(RECORDS SUPPLIED)
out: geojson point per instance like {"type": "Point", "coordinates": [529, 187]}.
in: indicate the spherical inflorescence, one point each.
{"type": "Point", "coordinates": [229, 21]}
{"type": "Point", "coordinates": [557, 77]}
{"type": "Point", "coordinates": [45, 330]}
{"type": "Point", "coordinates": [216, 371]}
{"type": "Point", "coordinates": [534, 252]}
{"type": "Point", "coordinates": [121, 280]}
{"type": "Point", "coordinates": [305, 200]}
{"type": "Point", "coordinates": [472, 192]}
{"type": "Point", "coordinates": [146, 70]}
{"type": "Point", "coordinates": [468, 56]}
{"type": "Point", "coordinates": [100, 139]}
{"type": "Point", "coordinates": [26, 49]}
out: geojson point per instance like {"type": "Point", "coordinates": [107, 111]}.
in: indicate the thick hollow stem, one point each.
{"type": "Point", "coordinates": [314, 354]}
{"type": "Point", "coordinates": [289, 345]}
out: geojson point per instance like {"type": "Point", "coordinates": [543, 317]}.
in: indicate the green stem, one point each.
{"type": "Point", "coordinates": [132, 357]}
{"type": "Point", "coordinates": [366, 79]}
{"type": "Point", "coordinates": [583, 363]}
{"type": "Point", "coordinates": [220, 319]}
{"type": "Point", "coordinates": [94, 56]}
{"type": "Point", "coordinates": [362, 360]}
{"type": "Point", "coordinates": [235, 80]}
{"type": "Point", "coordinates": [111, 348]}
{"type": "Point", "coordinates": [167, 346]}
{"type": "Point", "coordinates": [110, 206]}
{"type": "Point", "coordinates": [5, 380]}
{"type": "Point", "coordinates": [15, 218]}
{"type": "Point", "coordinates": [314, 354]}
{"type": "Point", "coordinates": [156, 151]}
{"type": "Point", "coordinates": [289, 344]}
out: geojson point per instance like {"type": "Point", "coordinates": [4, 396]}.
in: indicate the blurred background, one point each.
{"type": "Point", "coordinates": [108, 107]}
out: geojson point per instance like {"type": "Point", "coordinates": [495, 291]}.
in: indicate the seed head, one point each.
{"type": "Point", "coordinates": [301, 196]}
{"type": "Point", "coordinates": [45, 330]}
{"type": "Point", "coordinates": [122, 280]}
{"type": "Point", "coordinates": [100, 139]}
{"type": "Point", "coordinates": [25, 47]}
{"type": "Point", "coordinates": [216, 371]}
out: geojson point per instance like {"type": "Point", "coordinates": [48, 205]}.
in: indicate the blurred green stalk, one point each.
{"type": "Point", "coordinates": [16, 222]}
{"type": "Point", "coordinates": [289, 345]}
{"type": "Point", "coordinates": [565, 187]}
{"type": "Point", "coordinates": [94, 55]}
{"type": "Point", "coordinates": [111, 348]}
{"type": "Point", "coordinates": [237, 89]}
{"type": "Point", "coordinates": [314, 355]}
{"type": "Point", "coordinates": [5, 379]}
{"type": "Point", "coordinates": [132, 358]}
(End RECORDS SUPPLIED)
Which lines above hold the string "instance"? Show each of them.

out: geojson point per instance like {"type": "Point", "coordinates": [529, 187]}.
out: geojson point per instance like {"type": "Point", "coordinates": [107, 111]}.
out: geojson point per instance like {"type": "Point", "coordinates": [543, 317]}.
out: geojson point per instance like {"type": "Point", "coordinates": [4, 396]}.
out: geojson point per instance like {"type": "Point", "coordinates": [495, 291]}.
out: geojson point per instance like {"type": "Point", "coordinates": [48, 205]}.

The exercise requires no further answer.